* What to do *
Reproduce each of the entries below word for word, changing nothing.

(Records from a point labeling set)
--
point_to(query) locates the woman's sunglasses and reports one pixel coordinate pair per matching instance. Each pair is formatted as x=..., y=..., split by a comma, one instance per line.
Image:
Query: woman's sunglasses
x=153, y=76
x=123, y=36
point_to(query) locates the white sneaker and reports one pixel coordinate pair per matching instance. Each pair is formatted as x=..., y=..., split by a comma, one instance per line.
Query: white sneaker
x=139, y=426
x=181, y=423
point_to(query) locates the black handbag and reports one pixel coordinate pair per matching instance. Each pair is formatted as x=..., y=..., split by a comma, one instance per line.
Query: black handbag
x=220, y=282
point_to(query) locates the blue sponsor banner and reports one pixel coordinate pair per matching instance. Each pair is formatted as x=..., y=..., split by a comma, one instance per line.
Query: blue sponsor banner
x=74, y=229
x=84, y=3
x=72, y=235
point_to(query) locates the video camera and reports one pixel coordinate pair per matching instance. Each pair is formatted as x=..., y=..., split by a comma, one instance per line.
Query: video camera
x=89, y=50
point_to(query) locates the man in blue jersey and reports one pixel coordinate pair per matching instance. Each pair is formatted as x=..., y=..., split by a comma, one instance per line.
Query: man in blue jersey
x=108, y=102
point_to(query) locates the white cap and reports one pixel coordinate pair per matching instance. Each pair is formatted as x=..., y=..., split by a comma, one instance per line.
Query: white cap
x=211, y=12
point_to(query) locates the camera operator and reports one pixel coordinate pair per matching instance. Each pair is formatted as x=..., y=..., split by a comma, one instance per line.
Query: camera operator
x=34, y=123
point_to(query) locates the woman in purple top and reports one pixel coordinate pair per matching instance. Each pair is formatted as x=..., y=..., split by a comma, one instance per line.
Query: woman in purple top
--
* Result for this task *
point_to(query) locates the woman's sunglasses and reports one pixel coordinate pair per matching instance. Each pair is formatted as x=..., y=..., split by a comma, one instance per line.
Image:
Query: woman's sunglasses
x=153, y=76
x=123, y=36
point_to(query) locates the white sneaker and reports one pixel coordinate pair per matching instance. Each pair is formatted as x=..., y=..., split by a comma, one instance per line.
Query: white sneaker
x=139, y=426
x=181, y=423
point_to(query) locates the black handbag and reports one pixel coordinate pair per matching instance. Each pair is formatted as x=..., y=..., split by a comma, one instance per line.
Query: black handbag
x=220, y=282
point_to(query) locates the blue sponsor banner and reports one pixel coordinate pair per matching instance. Each pair is formatted as x=..., y=..., split by a comma, one instance per line.
Query: blue sponsor banner
x=74, y=229
x=84, y=3
x=72, y=235
point_to(query) locates the video camera and reports one pixel coordinate pair per matching instance. Each pair is formatted as x=..., y=..., split by a comma, one instance per line.
Query: video camera
x=89, y=50
point_to(query) locates the man in blue jersey and reports one pixel coordinate pair per matching instance. Each pair is formatted as x=..., y=..., split by a comma, one instance per line.
Query: man in blue jersey
x=108, y=102
point_to(query) locates the white cap and reports one pixel coordinate pair per matching instance. Each pair is formatted as x=..., y=..., split by a comma, one instance per line.
Query: white cap
x=211, y=12
point_to(query) locates the camera operator and reports one pixel coordinate pair per matching instance. Each pair is formatted as x=..., y=..., split by a comma, one instance per line.
Query: camera operator
x=34, y=123
point_to(query) locates the woman in purple top and reports one pixel coordinate pair per matching instance. Each pair is formatted as x=..., y=..., split by a comma, one instance per line.
Query: woman in purple top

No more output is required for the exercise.